Convert the data below into a JSON list of strings, with one string for each line and blank lines omitted.

[A portion of a data file]

━━━━━━━━

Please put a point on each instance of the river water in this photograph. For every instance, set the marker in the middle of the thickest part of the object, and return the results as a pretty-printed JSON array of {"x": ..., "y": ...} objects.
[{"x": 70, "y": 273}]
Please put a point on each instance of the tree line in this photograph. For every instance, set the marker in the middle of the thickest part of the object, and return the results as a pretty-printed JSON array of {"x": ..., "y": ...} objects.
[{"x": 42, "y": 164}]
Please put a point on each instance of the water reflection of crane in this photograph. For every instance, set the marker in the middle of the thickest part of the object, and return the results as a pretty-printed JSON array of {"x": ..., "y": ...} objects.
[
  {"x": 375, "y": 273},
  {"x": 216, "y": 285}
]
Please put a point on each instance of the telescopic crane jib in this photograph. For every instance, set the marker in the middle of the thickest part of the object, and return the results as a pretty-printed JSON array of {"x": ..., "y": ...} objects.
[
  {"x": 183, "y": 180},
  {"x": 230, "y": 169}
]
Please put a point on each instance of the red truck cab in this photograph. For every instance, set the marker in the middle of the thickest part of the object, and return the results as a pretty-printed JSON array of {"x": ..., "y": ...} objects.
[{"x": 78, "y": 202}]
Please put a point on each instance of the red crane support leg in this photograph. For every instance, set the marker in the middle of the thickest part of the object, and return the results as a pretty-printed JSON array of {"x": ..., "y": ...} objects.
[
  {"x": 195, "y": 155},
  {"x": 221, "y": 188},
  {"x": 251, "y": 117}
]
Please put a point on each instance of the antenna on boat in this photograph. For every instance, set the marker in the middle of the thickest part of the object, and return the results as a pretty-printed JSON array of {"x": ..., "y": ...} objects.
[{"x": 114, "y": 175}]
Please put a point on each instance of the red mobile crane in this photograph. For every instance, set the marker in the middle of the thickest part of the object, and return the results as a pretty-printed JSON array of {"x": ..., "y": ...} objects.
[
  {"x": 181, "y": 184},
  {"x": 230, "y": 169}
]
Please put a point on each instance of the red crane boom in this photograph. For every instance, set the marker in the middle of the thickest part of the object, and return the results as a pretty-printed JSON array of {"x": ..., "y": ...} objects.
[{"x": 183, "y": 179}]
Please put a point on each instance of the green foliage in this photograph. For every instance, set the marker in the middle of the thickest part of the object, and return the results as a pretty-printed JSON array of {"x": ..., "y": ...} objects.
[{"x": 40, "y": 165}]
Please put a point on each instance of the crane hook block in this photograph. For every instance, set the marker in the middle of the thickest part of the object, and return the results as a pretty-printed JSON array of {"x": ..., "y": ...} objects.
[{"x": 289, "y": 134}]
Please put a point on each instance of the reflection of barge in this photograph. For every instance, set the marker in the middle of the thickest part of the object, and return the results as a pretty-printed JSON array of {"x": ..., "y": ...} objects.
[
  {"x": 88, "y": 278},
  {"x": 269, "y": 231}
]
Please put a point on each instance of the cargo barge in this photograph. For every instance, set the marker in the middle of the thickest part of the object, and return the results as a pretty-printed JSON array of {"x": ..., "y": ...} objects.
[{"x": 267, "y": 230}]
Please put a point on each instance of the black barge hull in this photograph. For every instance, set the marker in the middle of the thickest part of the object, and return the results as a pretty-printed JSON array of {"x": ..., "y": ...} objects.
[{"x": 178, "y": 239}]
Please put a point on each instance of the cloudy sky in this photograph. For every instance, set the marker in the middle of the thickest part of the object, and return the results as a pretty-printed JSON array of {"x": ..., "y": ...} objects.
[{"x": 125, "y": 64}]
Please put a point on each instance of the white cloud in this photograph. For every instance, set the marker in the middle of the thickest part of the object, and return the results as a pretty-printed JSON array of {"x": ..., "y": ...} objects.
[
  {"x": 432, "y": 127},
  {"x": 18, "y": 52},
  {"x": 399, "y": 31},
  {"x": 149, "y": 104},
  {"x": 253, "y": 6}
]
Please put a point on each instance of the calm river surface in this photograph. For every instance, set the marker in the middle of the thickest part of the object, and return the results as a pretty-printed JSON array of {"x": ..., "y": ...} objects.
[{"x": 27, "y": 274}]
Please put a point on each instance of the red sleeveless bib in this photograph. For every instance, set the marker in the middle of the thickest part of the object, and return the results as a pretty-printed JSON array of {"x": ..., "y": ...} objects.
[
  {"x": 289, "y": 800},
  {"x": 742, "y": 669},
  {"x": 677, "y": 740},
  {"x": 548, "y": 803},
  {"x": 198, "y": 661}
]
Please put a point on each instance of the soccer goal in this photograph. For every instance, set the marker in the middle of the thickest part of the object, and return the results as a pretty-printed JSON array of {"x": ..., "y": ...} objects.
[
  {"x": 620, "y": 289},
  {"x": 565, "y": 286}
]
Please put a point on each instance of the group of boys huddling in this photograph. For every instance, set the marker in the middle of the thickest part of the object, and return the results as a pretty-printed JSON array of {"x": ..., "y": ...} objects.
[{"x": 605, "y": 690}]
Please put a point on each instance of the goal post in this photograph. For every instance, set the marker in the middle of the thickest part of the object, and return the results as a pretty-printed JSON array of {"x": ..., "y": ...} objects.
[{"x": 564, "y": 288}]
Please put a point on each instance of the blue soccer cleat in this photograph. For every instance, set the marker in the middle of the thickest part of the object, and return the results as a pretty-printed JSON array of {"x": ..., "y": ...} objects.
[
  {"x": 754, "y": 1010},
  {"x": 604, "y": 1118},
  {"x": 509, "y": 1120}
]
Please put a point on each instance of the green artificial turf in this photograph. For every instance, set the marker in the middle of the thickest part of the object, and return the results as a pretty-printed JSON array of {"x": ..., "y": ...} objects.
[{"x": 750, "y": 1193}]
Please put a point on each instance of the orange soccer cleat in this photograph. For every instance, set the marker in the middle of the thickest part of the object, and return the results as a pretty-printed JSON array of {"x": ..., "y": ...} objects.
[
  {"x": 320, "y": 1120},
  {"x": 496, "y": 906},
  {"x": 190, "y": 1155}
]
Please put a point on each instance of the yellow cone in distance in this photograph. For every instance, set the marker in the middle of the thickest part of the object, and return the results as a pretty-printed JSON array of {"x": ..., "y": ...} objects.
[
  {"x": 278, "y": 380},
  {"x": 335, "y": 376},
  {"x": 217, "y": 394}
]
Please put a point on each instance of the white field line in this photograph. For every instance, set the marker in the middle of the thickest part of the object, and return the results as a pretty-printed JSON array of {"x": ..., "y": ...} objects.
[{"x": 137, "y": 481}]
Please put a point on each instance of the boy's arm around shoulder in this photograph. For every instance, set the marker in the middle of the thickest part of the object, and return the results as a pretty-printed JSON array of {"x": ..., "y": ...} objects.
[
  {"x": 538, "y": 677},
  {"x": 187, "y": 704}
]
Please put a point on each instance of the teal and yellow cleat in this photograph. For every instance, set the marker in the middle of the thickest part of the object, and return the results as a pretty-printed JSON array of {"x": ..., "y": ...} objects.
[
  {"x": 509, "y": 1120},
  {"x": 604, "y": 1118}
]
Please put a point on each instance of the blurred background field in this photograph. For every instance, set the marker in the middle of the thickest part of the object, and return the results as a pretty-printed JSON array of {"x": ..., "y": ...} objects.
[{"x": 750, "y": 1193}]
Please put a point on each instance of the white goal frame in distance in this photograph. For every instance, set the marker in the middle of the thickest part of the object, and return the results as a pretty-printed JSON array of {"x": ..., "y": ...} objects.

━━━━━━━━

[Solved exercise]
[
  "Please put a point on each instance of the river water in this photograph. For every instance, set the marker in the middle of the thickest part of the object, and return the results as a pretty-printed JSON array of {\"x\": ..., \"y\": ...} objects.",
  "[{\"x\": 70, \"y\": 273}]",
  "Please put a point on each instance of the tree line in this photograph. For every instance, set the marker in the middle of the thickest part of the object, and return the results as a pretty-printed JSON array of {\"x\": ..., \"y\": ...} objects.",
  "[{\"x\": 42, \"y\": 164}]",
  "Please put a point on each instance of the water reflection of crane in this photograph. For every instance, set the marker in the middle of the thickest part of the object, and return the results as a pretty-printed JSON array of {\"x\": ..., \"y\": ...} objects.",
  "[",
  "  {\"x\": 375, \"y\": 273},",
  "  {\"x\": 216, \"y\": 285}",
  "]",
  "Please put a point on each instance of the telescopic crane jib in this photograph. For every instance, set the marker in the middle of the thickest part of the object, and return the results as a pretty-printed JSON array of {\"x\": ..., \"y\": ...} objects.",
  "[",
  "  {\"x\": 183, \"y\": 180},",
  "  {\"x\": 230, \"y\": 169}",
  "]",
  "Please put a point on each instance of the red truck cab in this photograph. For every instance, set the marker in the middle of the thickest part of the object, and return the results as a pretty-printed JSON array of {\"x\": ..., \"y\": ...} objects.",
  "[{\"x\": 78, \"y\": 202}]",
  "Please put a point on each instance of the red crane support leg in this photograph. For every instance, set the marker in the middle of the thickest part of the object, and return the results as a pretty-printed JSON array of {\"x\": ..., \"y\": ...} objects.",
  "[",
  "  {\"x\": 195, \"y\": 155},",
  "  {\"x\": 221, \"y\": 188},",
  "  {\"x\": 251, \"y\": 117}",
  "]",
  "Please put a point on each instance of the antenna on boat in this photograph. For every instance, set the marker in the middle of the thickest part of the object, and return the results as a pretty-printed JSON array of {\"x\": ..., \"y\": ...} objects.",
  "[{\"x\": 114, \"y\": 175}]",
  "Please put a point on each instance of the red mobile crane in this photograph. For every instance, set the marker in the middle of the thickest part of the object, and return the results as a pretty-printed JSON array of {\"x\": ..., \"y\": ...} objects.",
  "[",
  "  {\"x\": 181, \"y\": 184},",
  "  {\"x\": 230, \"y\": 169}",
  "]",
  "Please put a point on each instance of the red crane boom in this photograph. For every instance, set the marker in the middle of the thickest part of the object, and return the results as a pretty-printed JSON array of {\"x\": ..., \"y\": ...} objects.",
  "[{\"x\": 183, \"y\": 179}]",
  "Please put a point on each instance of the green foliage in this photograph. For every instance, set the marker in the middle of the thickest part of the object, and return the results as a pretty-printed JSON array of {\"x\": ..., \"y\": ...} objects.",
  "[{\"x\": 40, \"y\": 165}]",
  "Please put a point on each instance of the crane hook block in this photograph. For every instance, set the marker in the middle of the thickest part of the object, and return the results as a pretty-printed JSON array of {\"x\": ..., \"y\": ...} objects.",
  "[{\"x\": 289, \"y\": 134}]",
  "Please put a point on each instance of the reflection of barge in this photograph. For every instance, set the marker in the middle of the thickest part of the object, and return the results as a pretty-printed JSON array of {\"x\": ..., \"y\": ...} objects.",
  "[",
  "  {\"x\": 88, \"y\": 278},",
  "  {\"x\": 269, \"y\": 231}",
  "]",
  "Please put a point on each instance of the cargo barge in this photograph. For every instance, set the marker in the middle of the thickest part of the object, and return the results as a pretty-printed JSON array of {\"x\": ..., \"y\": ...} objects.",
  "[{\"x\": 267, \"y\": 230}]",
  "Please put a point on each instance of the black barge hull in this photograph. For every instance, set the marker in the middle of the thickest part of the object, and return the results as a pretty-printed JSON array of {\"x\": ..., \"y\": ...} objects.",
  "[{\"x\": 178, \"y\": 239}]",
  "Please put a point on each instance of the cloudy sky in this photograph. For every instance, set the marker in the middle of the thickest part of the object, and return the results as a pretty-printed JSON array of {\"x\": ..., \"y\": ...} objects.",
  "[{\"x\": 125, \"y\": 64}]",
  "Please put a point on each instance of the white cloud in this photograph. For every instance, set the marker in the middle of the thickest part of the object, and return the results as a pretty-printed JSON array of {\"x\": ..., \"y\": ...} objects.",
  "[",
  "  {\"x\": 432, \"y\": 127},",
  "  {\"x\": 18, \"y\": 52},",
  "  {\"x\": 399, \"y\": 31},",
  "  {\"x\": 149, \"y\": 104},",
  "  {\"x\": 253, \"y\": 6}",
  "]",
  "Please put a point on each instance of the calm river surface in this photograph. For every instance, set the marker in the middle of the thickest part of the object, and return the results as a pretty-printed JSON array of {\"x\": ..., \"y\": ...} objects.",
  "[{\"x\": 27, \"y\": 274}]",
  "Please put a point on each instance of the red sleeveless bib in this photograph. For every instance, set the marker in the middle of the thickest part of the object, and return the results as a pretty-printed JSON array of {\"x\": ..., \"y\": ...} objects.",
  "[",
  "  {\"x\": 289, \"y\": 800},",
  "  {\"x\": 742, \"y\": 669},",
  "  {\"x\": 677, \"y\": 740},",
  "  {\"x\": 548, \"y\": 803},",
  "  {\"x\": 198, \"y\": 661}",
  "]",
  "Please put a point on each instance of the soccer goal in this photograph. For every instance, set the marker in the middle of the thickest part of the object, and return the results as a pretty-printed JSON array of {\"x\": ..., \"y\": ...} objects.",
  "[",
  "  {\"x\": 620, \"y\": 289},",
  "  {\"x\": 565, \"y\": 286}",
  "]",
  "Please put a point on each instance of the group of boys huddling in this photograph. For every instance, set the marker in the middle of the thickest part of the object, and return the results as a pretty-printed JSON array of {\"x\": ..., \"y\": ...} objects.",
  "[{\"x\": 605, \"y\": 690}]",
  "Please put a point on each instance of the goal post in this photograph. For every instance, set the marker in the middle of the thickest part of the object, and return the results as a pretty-printed JSON array of {\"x\": ..., \"y\": ...} objects.",
  "[{\"x\": 564, \"y\": 288}]",
  "Please put a point on each instance of the blue soccer cleat in this photograph. For every instance, set the marker in the middle of the thickest part of the object, and return the results as a pretty-printed JSON array of {\"x\": ..., \"y\": ...} objects.",
  "[",
  "  {\"x\": 754, \"y\": 1010},",
  "  {\"x\": 604, \"y\": 1118},",
  "  {\"x\": 509, \"y\": 1120}",
  "]",
  "Please put a point on each instance of the green artificial turf in this photograph. For every instance, set the marker in the middle of the thickest part of the object, and return the results as a pretty-printed JSON array of {\"x\": ..., \"y\": ...} objects.",
  "[{\"x\": 750, \"y\": 1193}]",
  "Please put a point on each instance of the orange soccer cleat in this photograph. For every instance, set the marker in the middle of the thickest part of the object, and return the results as a pretty-printed JSON array of {\"x\": ..., \"y\": ...} objects.",
  "[",
  "  {\"x\": 320, \"y\": 1120},",
  "  {\"x\": 496, \"y\": 906},",
  "  {\"x\": 190, \"y\": 1155}",
  "]",
  "Please put a point on each instance of the yellow cone in distance in this photograph. For every instance, set the marker in the middle of the thickest part of the object, and return the results as a pretty-printed JSON array of {\"x\": ..., \"y\": ...} objects.",
  "[",
  "  {\"x\": 278, \"y\": 380},",
  "  {\"x\": 335, \"y\": 376},",
  "  {\"x\": 217, \"y\": 394}",
  "]",
  "Please put a point on each instance of the white field line in this photograph. For every instance, set the marker in the middle of the thickest part of the object, and return the results as a pretty-printed JSON array of {\"x\": ..., \"y\": ...} objects.",
  "[{\"x\": 137, \"y\": 481}]",
  "Please put a point on each instance of the boy's arm around shoulder in this photograph. For every instance, set the marker in the middle of the thickest part of the object, and return the results as a pretty-printed JSON array of {\"x\": ..., \"y\": ...} objects.",
  "[",
  "  {\"x\": 538, \"y\": 677},",
  "  {\"x\": 187, \"y\": 704}",
  "]",
  "Please put a point on each instance of the teal and yellow cleat in this photograph. For every instance, set the marker in the middle of the thickest part of the object, and return the results as a pretty-printed JSON array of {\"x\": ..., \"y\": ...} objects.",
  "[",
  "  {\"x\": 509, \"y\": 1120},",
  "  {\"x\": 604, \"y\": 1118}",
  "]",
  "Please put a point on each instance of the blurred background field in this photograph. For every instance, set the marker in the middle of the thickest part of the object, and return the results as a pretty-printed JSON array of {\"x\": ..., \"y\": ...} objects.",
  "[{\"x\": 750, \"y\": 1193}]",
  "Please put a point on each instance of the white goal frame in distance in this photograph. For every instance, set the marker in the middle of the thickest part of the object, and return the results as a pretty-printed JSON array of {\"x\": ..., \"y\": ...} objects."
]